Source data:
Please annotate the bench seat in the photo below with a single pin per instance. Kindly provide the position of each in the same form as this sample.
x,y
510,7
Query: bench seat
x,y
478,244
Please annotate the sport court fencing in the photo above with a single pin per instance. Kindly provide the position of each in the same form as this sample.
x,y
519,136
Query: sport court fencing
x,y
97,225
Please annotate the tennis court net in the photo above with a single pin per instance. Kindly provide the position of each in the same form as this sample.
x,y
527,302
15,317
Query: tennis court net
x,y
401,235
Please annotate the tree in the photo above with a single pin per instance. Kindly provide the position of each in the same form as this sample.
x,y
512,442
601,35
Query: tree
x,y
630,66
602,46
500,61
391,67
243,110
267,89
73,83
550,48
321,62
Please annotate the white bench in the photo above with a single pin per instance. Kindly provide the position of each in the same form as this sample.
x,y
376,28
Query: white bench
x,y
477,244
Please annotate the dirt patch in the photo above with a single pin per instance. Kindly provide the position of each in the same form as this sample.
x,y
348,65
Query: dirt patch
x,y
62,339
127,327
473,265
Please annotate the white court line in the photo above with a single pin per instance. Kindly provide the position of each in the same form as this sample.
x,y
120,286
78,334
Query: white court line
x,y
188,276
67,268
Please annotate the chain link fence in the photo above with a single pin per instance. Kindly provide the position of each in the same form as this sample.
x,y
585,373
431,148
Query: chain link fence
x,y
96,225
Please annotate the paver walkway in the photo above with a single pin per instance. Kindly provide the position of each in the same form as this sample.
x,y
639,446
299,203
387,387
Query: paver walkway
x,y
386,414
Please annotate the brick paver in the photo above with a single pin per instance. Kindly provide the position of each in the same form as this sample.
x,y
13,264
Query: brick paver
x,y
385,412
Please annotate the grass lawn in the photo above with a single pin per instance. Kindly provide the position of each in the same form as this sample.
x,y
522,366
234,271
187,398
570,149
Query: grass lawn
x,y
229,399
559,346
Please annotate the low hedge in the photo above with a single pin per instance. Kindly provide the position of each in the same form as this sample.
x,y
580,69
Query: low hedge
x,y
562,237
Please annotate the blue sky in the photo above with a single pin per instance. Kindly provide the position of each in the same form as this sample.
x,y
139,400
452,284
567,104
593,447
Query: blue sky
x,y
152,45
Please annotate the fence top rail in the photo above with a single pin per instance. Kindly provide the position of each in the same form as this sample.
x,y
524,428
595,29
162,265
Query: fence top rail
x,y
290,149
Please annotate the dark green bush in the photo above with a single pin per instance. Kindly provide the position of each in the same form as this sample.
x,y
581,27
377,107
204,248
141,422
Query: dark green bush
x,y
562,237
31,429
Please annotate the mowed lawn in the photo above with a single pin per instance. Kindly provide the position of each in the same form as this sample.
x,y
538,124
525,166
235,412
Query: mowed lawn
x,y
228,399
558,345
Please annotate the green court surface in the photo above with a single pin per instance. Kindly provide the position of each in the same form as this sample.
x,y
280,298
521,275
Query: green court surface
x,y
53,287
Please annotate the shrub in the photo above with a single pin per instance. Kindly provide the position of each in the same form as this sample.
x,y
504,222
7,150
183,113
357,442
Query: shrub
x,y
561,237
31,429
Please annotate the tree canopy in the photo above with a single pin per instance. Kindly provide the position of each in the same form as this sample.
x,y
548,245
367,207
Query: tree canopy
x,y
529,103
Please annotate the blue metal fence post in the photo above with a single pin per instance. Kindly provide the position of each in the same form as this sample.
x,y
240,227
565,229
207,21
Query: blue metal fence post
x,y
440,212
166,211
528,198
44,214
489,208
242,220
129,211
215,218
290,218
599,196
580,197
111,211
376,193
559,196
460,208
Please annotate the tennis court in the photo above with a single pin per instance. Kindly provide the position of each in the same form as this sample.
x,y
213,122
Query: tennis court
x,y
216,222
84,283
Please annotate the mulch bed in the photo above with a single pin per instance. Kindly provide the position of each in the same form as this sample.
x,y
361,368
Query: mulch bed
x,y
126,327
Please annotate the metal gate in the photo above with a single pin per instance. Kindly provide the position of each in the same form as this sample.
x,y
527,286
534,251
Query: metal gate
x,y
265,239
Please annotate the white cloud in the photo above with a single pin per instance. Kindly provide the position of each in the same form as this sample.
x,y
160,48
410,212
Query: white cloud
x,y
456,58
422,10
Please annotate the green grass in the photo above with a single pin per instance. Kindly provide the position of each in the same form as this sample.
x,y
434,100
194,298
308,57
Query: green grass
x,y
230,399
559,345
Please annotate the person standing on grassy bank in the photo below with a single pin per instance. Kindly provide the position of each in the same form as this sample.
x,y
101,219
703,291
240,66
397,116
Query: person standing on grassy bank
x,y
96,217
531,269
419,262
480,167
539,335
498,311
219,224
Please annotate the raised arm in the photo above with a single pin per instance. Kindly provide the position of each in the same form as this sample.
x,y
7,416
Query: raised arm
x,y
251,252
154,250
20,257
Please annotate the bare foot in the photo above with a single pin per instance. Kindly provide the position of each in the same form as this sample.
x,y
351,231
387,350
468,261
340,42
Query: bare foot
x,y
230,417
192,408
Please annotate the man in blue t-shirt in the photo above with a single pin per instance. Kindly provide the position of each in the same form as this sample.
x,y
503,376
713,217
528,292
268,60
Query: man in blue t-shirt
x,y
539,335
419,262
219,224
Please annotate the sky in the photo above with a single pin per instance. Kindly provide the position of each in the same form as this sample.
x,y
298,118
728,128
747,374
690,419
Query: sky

Task details: Lines of the material that contain the word "below" are to be gathered.

Expected answer:
Please annotate the bench seat in the photo below with a single pin per instance. Kindly provide the position of each in the same form as this sample.
Please annotate the person standing on grassy bank in the photo below with a single pin per instance. Kindly provide the position of each in the same form as this sample.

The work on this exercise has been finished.